▶ What needs to be done:
Copy the records below with "stone block" swapped for "brick" and nothing else altered. Leave out the pictures.
== == ==
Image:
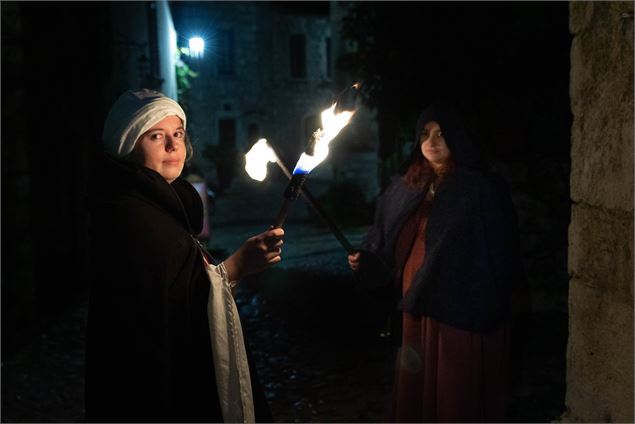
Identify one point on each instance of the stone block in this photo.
(599, 356)
(601, 250)
(601, 89)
== == ==
▶ Completed exercise:
Image:
Identify one point on each instance of the brick in this photo.
(599, 356)
(601, 250)
(601, 89)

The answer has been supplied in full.